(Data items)

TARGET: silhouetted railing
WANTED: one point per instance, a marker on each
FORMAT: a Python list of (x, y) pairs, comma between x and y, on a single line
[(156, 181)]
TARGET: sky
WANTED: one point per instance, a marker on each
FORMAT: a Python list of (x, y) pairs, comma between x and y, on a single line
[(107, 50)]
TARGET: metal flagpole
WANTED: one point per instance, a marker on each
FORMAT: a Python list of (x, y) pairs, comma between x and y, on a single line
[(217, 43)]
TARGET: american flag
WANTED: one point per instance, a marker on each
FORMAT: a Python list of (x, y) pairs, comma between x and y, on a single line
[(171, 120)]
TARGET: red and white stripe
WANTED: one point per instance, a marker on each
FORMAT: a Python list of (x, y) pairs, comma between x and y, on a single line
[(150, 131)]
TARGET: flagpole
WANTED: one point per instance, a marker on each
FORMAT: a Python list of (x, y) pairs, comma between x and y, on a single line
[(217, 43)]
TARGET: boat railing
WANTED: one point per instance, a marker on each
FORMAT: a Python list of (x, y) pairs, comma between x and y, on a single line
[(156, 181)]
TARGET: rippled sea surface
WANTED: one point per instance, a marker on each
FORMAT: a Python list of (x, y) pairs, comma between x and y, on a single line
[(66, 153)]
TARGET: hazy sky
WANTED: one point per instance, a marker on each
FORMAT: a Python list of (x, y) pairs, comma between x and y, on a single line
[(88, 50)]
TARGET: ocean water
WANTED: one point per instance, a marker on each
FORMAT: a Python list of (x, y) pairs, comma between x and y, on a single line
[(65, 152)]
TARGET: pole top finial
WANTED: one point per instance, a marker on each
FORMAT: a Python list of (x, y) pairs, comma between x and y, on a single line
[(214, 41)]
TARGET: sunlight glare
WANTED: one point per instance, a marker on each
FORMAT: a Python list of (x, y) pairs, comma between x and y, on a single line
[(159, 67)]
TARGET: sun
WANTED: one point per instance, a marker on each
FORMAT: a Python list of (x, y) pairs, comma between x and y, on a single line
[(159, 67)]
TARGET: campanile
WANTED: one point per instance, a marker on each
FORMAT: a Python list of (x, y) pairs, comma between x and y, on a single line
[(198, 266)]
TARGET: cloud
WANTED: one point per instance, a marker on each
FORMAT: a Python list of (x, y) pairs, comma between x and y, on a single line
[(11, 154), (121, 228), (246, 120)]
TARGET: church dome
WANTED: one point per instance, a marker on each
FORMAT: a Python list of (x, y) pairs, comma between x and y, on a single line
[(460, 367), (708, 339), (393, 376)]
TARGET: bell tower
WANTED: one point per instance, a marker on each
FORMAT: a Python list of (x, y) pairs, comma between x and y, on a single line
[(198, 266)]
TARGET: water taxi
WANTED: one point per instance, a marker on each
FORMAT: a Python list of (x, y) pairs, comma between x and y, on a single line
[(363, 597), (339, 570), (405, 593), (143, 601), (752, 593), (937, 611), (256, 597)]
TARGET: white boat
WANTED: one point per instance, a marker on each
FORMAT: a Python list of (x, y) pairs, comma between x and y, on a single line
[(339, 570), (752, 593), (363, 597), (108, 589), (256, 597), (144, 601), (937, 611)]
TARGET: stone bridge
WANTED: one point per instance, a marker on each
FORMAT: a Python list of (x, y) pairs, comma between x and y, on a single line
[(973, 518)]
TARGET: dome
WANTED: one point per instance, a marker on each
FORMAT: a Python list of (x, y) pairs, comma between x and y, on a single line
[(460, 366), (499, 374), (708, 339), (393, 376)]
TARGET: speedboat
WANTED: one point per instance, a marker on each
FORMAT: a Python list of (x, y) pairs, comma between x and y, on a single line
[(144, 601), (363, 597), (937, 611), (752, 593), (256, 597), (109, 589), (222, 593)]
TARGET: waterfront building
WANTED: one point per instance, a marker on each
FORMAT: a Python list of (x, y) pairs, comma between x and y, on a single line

▶ PROBLEM: Which lines above run from the one containing "TARGET: pole top finial" down to the one containing "TARGET: cloud"? Repeat exactly those, both ends included, and nothing else.

▶ ANSWER SECTION:
TARGET: pole top finial
WANTED: one point per instance, a marker on each
FORMAT: a Python list of (x, y) pairs, comma between x and y, on a single line
[(214, 41)]
TARGET: sunlight glare
WANTED: one point per instance, a marker on each
FORMAT: a Python list of (x, y) pairs, comma between x and y, on a single line
[(159, 67)]
TARGET: sun
WANTED: one point per instance, a marker on each
FORMAT: a Python list of (x, y) pairs, comma between x and y, on a single line
[(159, 67)]
TARGET: campanile
WANTED: one point per instance, a marker on each
FORMAT: a Python list of (x, y) pairs, comma between x and y, on a single line
[(198, 266)]
TARGET: cloud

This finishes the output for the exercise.